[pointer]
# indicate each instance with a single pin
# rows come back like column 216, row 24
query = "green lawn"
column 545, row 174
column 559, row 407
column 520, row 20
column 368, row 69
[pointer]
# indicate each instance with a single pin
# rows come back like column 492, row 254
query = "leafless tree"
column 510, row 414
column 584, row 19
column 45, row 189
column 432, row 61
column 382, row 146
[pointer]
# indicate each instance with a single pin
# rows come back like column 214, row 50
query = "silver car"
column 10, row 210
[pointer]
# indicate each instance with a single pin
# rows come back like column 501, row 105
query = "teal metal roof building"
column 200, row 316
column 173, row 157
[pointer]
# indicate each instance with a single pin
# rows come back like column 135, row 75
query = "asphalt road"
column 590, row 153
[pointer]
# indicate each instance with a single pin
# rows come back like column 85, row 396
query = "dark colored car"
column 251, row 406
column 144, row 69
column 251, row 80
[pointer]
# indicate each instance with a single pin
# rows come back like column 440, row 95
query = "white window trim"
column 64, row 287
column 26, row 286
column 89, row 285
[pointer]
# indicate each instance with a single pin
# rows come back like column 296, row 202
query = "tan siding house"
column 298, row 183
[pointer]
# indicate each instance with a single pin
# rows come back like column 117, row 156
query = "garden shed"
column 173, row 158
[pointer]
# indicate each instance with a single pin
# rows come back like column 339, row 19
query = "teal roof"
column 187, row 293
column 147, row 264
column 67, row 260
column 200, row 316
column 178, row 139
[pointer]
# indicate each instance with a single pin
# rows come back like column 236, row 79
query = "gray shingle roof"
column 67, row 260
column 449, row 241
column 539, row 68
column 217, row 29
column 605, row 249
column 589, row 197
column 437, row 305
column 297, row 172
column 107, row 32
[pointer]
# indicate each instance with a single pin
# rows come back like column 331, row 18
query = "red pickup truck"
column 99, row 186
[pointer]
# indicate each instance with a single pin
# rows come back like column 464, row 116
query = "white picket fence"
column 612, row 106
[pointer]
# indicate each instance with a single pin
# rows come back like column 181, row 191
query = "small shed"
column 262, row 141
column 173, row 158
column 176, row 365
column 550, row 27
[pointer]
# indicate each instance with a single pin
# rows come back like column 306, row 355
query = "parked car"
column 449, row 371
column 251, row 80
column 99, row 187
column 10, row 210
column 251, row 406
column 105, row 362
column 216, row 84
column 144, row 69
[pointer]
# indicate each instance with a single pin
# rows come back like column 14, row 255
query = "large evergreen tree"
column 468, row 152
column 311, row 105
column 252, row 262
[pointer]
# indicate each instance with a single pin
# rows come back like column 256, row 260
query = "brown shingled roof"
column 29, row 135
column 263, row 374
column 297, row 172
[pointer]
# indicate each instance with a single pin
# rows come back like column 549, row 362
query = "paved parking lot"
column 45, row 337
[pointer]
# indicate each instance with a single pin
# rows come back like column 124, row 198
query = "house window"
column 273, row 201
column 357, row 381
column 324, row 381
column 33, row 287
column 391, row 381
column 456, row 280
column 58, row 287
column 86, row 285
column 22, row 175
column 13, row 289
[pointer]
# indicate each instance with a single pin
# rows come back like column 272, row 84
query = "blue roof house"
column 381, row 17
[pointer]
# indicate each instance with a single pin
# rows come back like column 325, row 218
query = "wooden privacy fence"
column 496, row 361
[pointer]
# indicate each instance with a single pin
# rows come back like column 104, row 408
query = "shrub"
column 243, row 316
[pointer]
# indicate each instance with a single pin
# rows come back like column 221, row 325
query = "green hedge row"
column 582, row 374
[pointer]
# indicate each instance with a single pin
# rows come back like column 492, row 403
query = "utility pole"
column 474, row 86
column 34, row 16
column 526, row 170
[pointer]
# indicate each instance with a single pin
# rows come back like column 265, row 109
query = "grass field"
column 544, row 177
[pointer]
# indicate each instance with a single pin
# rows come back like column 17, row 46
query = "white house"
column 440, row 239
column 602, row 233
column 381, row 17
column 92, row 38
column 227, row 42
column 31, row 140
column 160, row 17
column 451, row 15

Exercise description: Once you have read the entries, write them out again without altering a single character.

Solution to the problem:
[pointer]
# indicate each instance with a single pin
# rows come back like column 216, row 24
query = "green lawn"
column 545, row 174
column 559, row 407
column 520, row 20
column 368, row 69
[pointer]
# indicate each instance with a single pin
# rows come back like column 492, row 254
query = "leafless tree"
column 510, row 414
column 584, row 19
column 45, row 189
column 432, row 61
column 382, row 146
[pointer]
# indicate each instance with a single pin
# rows come back like column 214, row 50
query = "silver car"
column 10, row 210
[pointer]
# indicate each instance with a single pin
# rows come back like column 501, row 105
query = "teal metal roof building"
column 200, row 316
column 173, row 157
[pointer]
# indicate each instance with a single pin
# rows come back like column 135, row 75
query = "asphalt road"
column 590, row 153
[pointer]
# indicate each instance with a single pin
# rows come back like column 85, row 396
query = "dark colored car"
column 251, row 406
column 144, row 69
column 251, row 80
[pointer]
# indicate each instance with a single pin
# rows come back like column 440, row 95
query = "white window trim"
column 64, row 287
column 26, row 286
column 89, row 285
[pointer]
# indicate each instance with a single pin
# rows come back like column 296, row 202
query = "tan siding house"
column 298, row 183
[pointer]
# indicate each instance with a single pin
# rows come back like column 117, row 156
query = "garden shed"
column 173, row 158
[pointer]
# indicate each instance with a single pin
# rows come back like column 339, row 19
query = "teal roof"
column 187, row 293
column 147, row 264
column 67, row 260
column 200, row 316
column 178, row 139
[pointer]
# indicate each instance with a single pin
# rows come back like column 236, row 79
query = "gray shingle roof"
column 67, row 260
column 449, row 241
column 539, row 68
column 217, row 29
column 605, row 249
column 589, row 197
column 437, row 305
column 297, row 172
column 107, row 32
[pointer]
# indicate each instance with a single pin
# rows come back like column 331, row 18
query = "red pickup truck"
column 99, row 186
[pointer]
# indicate each instance with a single pin
# rows come back like column 464, row 116
query = "white picket fence"
column 612, row 106
[pointer]
# indicate each instance with a single pin
# rows come back like column 181, row 191
query = "small shed"
column 262, row 141
column 173, row 158
column 176, row 365
column 550, row 27
[pointer]
# indicate each instance with a single pin
# rows come back like column 306, row 355
query = "parked car"
column 449, row 371
column 251, row 80
column 99, row 187
column 10, row 210
column 251, row 406
column 105, row 362
column 216, row 84
column 144, row 69
[pointer]
# indicate each instance with a single pin
# rows come back like column 14, row 255
query = "large evergreen tree"
column 468, row 152
column 311, row 105
column 252, row 262
[pointer]
# indicate each instance with a single pin
# rows come back like column 256, row 260
query = "brown shingled roof"
column 29, row 135
column 263, row 374
column 297, row 172
[pointer]
# indicate each instance with a single pin
# rows come back like column 549, row 362
query = "paved parking lot"
column 45, row 337
[pointer]
# indicate each instance with a single pin
# rows come back like column 124, row 198
query = "house window"
column 273, row 201
column 357, row 381
column 324, row 381
column 33, row 287
column 391, row 381
column 456, row 280
column 58, row 287
column 86, row 285
column 22, row 175
column 13, row 289
[pointer]
# indicate each instance with a single pin
# rows come back like column 272, row 84
query = "blue roof house"
column 381, row 17
[pointer]
# indicate each instance with a single pin
# rows come back like column 325, row 218
query = "wooden privacy fence"
column 496, row 361
[pointer]
# indicate each instance with a single pin
# rows come back like column 104, row 408
query = "shrub"
column 243, row 316
[pointer]
# indicate each instance with a single pin
# rows come back like column 221, row 325
query = "green hedge row"
column 582, row 374
[pointer]
# indicate each instance with a single pin
# rows come back like column 492, row 403
query = "utility pole"
column 474, row 86
column 34, row 16
column 526, row 170
[pointer]
# indicate each instance with a single pin
# rows come back like column 265, row 109
query = "grass field"
column 544, row 177
[pointer]
# indicate each instance with a single pin
# rows come back like column 17, row 46
query = "white house"
column 440, row 239
column 602, row 233
column 381, row 17
column 92, row 38
column 227, row 42
column 31, row 140
column 160, row 17
column 451, row 15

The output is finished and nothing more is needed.